_Problem description_. The answer is to be an exact copy of the lines below running from the line with "Target: split wooden log" down to the line with "Each instance of the sandy", both ends included, and nothing more.

BEGIN Source data

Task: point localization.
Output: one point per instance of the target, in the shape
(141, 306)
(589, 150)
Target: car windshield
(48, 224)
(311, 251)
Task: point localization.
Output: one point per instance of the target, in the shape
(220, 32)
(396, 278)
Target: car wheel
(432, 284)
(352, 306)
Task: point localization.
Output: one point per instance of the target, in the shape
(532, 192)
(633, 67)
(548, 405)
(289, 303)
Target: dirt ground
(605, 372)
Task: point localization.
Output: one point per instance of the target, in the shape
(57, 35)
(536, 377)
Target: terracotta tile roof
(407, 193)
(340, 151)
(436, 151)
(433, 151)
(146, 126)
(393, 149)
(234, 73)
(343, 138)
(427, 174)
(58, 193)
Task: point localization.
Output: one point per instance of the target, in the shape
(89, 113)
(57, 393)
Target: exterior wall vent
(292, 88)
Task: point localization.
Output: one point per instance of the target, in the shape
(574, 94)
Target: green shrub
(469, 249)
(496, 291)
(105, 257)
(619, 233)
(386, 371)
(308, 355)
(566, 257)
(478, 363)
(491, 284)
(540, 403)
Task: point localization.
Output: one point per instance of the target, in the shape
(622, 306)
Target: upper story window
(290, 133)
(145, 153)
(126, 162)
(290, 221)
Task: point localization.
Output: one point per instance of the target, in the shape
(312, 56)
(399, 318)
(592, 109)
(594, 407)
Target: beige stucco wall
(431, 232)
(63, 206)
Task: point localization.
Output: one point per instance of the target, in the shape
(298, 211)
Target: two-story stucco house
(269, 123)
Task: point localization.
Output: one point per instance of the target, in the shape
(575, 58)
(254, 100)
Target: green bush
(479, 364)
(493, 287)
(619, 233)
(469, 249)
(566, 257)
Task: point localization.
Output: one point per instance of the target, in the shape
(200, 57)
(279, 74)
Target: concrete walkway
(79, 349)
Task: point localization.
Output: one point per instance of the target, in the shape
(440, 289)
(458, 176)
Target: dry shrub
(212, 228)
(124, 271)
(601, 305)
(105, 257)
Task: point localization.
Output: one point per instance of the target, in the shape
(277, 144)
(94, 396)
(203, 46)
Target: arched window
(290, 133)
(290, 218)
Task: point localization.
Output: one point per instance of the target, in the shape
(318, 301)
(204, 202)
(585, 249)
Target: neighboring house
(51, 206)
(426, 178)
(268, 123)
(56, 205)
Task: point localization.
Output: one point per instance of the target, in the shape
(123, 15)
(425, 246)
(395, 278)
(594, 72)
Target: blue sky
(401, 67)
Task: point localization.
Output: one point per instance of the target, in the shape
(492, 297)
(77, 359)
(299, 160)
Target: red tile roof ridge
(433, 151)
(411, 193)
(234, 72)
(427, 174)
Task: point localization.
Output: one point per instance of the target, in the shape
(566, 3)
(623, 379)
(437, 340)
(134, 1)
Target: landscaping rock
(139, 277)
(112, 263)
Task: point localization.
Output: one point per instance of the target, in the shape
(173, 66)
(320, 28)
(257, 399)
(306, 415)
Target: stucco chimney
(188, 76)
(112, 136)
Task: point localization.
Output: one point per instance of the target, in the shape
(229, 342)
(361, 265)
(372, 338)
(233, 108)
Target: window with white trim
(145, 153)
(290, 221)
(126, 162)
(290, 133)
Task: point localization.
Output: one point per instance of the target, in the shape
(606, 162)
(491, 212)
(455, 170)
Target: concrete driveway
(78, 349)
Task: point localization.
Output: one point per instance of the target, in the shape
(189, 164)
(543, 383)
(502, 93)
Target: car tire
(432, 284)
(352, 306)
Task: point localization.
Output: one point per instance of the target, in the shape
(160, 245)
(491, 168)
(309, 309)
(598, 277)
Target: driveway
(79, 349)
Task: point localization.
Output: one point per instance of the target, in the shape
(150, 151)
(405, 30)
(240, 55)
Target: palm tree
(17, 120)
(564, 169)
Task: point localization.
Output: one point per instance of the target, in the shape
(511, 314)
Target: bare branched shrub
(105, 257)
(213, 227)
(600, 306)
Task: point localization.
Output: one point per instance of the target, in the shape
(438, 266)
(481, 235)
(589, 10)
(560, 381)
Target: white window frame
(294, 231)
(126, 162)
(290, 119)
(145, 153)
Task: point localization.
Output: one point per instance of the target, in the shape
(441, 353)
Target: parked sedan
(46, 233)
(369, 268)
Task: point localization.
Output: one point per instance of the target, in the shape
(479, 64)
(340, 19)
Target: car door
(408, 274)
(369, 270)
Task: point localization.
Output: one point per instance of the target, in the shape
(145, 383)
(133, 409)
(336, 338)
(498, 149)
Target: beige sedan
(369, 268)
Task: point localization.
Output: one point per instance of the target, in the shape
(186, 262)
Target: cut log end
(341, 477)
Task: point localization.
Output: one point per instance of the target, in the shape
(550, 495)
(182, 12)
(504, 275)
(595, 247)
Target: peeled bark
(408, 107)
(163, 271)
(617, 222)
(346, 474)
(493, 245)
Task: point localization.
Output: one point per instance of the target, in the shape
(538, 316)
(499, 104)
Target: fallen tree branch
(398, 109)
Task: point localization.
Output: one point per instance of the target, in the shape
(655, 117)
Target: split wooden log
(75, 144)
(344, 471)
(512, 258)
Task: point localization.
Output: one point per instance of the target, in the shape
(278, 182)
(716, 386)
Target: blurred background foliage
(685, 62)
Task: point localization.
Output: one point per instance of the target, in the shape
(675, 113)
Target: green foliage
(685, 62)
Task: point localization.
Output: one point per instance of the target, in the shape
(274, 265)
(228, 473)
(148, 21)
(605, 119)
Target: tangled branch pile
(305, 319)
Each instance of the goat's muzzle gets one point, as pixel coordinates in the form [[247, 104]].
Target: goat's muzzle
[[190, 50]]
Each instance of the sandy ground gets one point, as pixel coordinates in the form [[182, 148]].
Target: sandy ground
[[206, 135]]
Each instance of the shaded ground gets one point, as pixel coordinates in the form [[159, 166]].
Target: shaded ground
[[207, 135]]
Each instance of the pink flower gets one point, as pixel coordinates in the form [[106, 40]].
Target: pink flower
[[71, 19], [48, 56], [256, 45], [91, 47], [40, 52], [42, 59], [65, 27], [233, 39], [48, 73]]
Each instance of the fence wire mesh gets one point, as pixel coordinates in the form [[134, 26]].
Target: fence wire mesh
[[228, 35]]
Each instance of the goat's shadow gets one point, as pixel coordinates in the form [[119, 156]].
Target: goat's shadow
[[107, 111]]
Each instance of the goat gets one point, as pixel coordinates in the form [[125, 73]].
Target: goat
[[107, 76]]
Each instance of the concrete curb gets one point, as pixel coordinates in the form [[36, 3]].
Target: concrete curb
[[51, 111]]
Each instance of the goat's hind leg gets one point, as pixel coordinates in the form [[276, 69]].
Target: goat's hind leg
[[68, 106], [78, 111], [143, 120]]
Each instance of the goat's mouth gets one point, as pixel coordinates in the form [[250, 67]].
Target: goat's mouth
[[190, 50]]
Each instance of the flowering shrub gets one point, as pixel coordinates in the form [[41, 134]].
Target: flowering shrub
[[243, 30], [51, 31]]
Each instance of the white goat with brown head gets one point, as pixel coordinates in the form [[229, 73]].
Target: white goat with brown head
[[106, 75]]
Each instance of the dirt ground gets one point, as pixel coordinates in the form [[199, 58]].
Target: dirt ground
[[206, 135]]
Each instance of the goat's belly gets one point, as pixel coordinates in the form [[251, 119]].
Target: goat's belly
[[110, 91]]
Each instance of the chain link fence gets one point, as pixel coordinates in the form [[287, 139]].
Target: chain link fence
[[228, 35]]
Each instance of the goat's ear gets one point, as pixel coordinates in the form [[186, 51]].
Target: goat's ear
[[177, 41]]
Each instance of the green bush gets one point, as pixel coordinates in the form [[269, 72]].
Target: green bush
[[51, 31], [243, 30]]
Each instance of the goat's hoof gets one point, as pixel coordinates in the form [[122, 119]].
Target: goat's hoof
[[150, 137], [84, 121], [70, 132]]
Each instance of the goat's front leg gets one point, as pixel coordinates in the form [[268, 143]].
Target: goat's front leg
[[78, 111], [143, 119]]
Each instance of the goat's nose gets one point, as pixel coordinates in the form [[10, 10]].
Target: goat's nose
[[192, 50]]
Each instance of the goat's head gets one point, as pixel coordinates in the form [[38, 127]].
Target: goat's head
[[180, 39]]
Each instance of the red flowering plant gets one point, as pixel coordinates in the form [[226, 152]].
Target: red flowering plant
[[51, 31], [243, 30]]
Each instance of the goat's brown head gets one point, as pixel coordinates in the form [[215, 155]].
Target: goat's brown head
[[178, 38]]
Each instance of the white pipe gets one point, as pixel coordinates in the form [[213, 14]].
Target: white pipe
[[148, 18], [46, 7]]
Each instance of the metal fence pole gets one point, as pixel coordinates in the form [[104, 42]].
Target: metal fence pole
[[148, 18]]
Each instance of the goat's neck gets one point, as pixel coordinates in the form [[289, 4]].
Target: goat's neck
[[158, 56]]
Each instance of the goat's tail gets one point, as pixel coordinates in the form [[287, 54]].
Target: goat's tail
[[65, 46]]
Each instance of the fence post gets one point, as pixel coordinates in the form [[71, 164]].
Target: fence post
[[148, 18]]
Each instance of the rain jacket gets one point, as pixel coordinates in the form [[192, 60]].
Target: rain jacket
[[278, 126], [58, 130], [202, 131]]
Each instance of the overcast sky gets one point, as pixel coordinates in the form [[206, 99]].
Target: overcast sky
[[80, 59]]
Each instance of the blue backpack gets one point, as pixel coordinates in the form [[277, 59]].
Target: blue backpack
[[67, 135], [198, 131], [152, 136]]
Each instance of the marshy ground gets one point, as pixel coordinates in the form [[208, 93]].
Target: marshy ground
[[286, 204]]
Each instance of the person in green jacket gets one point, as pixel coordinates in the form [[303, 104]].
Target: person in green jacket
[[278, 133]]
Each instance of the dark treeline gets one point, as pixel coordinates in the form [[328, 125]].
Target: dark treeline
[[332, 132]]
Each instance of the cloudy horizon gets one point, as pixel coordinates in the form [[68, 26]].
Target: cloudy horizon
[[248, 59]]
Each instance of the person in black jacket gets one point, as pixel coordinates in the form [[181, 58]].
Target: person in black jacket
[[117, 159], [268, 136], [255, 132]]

END Source data

_Exercise response_.
Target: split wooden log
(75, 144)
(344, 471)
(512, 258)
Task: point localization.
Output: one point per instance of the target, in the shape
(278, 182)
(716, 386)
Target: blurred background foliage
(685, 62)
Task: point localization.
Output: one point per instance of the target, in the shape
(675, 113)
Target: green foliage
(685, 62)
Task: point localization.
Output: one point per instance of the target, in the shape
(274, 265)
(228, 473)
(148, 21)
(605, 119)
Target: tangled branch pile
(305, 319)
Each instance of the goat's muzzle gets one point, as pixel coordinates in the form [[247, 104]].
Target: goat's muzzle
[[190, 50]]
Each instance of the sandy ground gets one point, as pixel coordinates in the form [[182, 148]].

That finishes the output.